• _Work required_: Write out every entry exactly as given, but omit the pictures.
═════ Data under study ═════
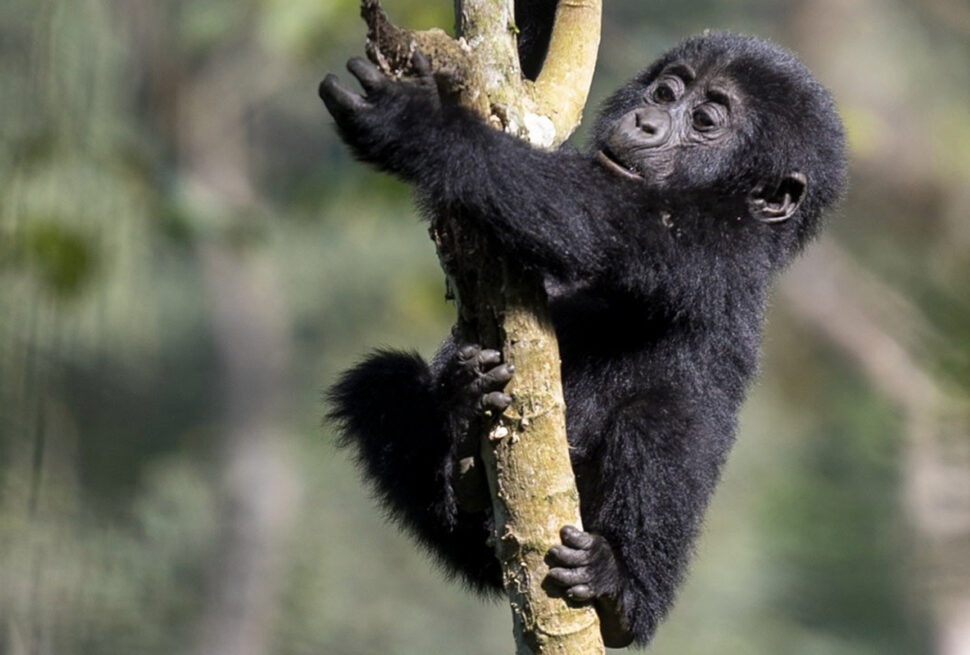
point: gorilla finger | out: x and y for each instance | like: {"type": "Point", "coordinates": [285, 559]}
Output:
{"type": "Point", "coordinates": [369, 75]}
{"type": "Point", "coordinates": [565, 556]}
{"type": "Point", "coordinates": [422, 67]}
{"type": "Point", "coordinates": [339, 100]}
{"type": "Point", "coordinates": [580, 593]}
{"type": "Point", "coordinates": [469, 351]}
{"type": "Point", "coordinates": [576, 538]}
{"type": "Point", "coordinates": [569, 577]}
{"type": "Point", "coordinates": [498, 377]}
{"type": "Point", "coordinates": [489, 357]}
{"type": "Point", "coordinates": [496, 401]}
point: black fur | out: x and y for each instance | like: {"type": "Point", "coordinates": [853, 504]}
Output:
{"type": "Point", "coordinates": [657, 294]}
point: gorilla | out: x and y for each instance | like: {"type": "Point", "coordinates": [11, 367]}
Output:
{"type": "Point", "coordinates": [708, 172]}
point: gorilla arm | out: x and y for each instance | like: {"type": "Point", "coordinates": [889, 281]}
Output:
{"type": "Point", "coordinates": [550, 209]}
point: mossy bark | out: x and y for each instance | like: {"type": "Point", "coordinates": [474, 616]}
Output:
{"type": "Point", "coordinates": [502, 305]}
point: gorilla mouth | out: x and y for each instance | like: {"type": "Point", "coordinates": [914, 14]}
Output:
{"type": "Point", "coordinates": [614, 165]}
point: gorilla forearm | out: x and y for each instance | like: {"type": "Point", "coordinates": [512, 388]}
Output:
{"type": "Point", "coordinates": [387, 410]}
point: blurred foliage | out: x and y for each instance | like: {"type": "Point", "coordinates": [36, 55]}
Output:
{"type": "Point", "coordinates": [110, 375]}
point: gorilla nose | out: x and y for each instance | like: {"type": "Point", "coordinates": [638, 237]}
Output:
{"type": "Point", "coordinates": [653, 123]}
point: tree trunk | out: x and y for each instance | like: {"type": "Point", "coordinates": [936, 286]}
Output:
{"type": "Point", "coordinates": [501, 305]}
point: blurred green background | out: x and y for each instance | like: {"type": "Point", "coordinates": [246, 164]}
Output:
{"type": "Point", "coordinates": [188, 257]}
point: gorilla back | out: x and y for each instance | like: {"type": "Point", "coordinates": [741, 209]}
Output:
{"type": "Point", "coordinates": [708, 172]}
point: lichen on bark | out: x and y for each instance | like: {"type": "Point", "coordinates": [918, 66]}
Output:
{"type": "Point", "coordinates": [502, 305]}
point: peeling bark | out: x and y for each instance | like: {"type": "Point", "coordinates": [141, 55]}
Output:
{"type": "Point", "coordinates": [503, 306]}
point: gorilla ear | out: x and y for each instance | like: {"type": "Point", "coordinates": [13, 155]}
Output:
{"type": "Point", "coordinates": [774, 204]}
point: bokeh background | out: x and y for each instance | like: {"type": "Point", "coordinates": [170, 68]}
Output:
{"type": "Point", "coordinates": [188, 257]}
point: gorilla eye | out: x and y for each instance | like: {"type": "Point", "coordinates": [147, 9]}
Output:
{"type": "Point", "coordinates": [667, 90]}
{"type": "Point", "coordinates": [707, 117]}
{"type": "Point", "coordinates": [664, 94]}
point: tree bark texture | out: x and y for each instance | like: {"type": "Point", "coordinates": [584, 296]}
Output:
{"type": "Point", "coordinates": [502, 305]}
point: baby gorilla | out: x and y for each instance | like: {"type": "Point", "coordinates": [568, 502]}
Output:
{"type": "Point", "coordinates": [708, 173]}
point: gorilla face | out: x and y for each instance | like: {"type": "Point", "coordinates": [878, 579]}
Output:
═════
• _Response_:
point: gorilla finger | out: x and y for each instance | like: {"type": "Point", "coordinates": [285, 559]}
Output:
{"type": "Point", "coordinates": [369, 75]}
{"type": "Point", "coordinates": [565, 556]}
{"type": "Point", "coordinates": [422, 67]}
{"type": "Point", "coordinates": [339, 100]}
{"type": "Point", "coordinates": [580, 593]}
{"type": "Point", "coordinates": [469, 351]}
{"type": "Point", "coordinates": [576, 538]}
{"type": "Point", "coordinates": [569, 577]}
{"type": "Point", "coordinates": [498, 377]}
{"type": "Point", "coordinates": [489, 357]}
{"type": "Point", "coordinates": [496, 401]}
point: black fur | out: x and y for each instance | like: {"type": "Point", "coordinates": [853, 504]}
Output:
{"type": "Point", "coordinates": [657, 294]}
point: gorilla | out: x and y for each instance | like: {"type": "Point", "coordinates": [11, 367]}
Output:
{"type": "Point", "coordinates": [708, 172]}
point: gorilla arm | out: x and y for each instance | like: {"type": "Point", "coordinates": [889, 281]}
Output:
{"type": "Point", "coordinates": [550, 209]}
point: mossy bark | out: x and y for each instance | like: {"type": "Point", "coordinates": [474, 616]}
Output:
{"type": "Point", "coordinates": [502, 305]}
point: gorilla mouth | out: x and y for each instance | like: {"type": "Point", "coordinates": [914, 14]}
Output:
{"type": "Point", "coordinates": [614, 165]}
point: gorilla forearm | out: x and y for each instance | like: {"type": "Point", "coordinates": [512, 388]}
Output:
{"type": "Point", "coordinates": [387, 410]}
point: blurred foliage | out: x and y for each instance | like: {"type": "Point", "coordinates": [36, 55]}
Output:
{"type": "Point", "coordinates": [110, 375]}
point: gorilla nose | out: x and y for each instance | like: {"type": "Point", "coordinates": [638, 237]}
Output:
{"type": "Point", "coordinates": [653, 123]}
point: tree trunk | out: x and y for each instance | like: {"type": "Point", "coordinates": [936, 286]}
Output:
{"type": "Point", "coordinates": [501, 305]}
point: blurred green background | out: x and y for each instance | like: {"type": "Point", "coordinates": [246, 164]}
Output:
{"type": "Point", "coordinates": [188, 257]}
point: gorilla back | out: x and y for each instance | like: {"type": "Point", "coordinates": [741, 209]}
Output:
{"type": "Point", "coordinates": [708, 172]}
point: lichen on bark | out: x and y for each instance | like: {"type": "Point", "coordinates": [918, 66]}
Output:
{"type": "Point", "coordinates": [502, 305]}
point: peeling bark | out: x and y for each instance | like: {"type": "Point", "coordinates": [141, 55]}
Output:
{"type": "Point", "coordinates": [503, 306]}
point: gorilla ear | out: x and y for each instance | like: {"type": "Point", "coordinates": [13, 155]}
Output:
{"type": "Point", "coordinates": [774, 204]}
point: bokeh background | out: x and y for each instance | like: {"type": "Point", "coordinates": [170, 68]}
Output:
{"type": "Point", "coordinates": [188, 257]}
point: gorilla eye | out: x and y for each instance | like: {"type": "Point", "coordinates": [147, 9]}
Output:
{"type": "Point", "coordinates": [667, 90]}
{"type": "Point", "coordinates": [707, 117]}
{"type": "Point", "coordinates": [664, 94]}
point: tree bark texture | out: x and y for each instance | like: {"type": "Point", "coordinates": [584, 296]}
Output:
{"type": "Point", "coordinates": [502, 305]}
point: baby gorilla | out: x and y for each instance | like: {"type": "Point", "coordinates": [568, 502]}
Output:
{"type": "Point", "coordinates": [708, 173]}
point: gorilla face | out: x and y for each instance | like: {"type": "Point", "coordinates": [878, 579]}
Output:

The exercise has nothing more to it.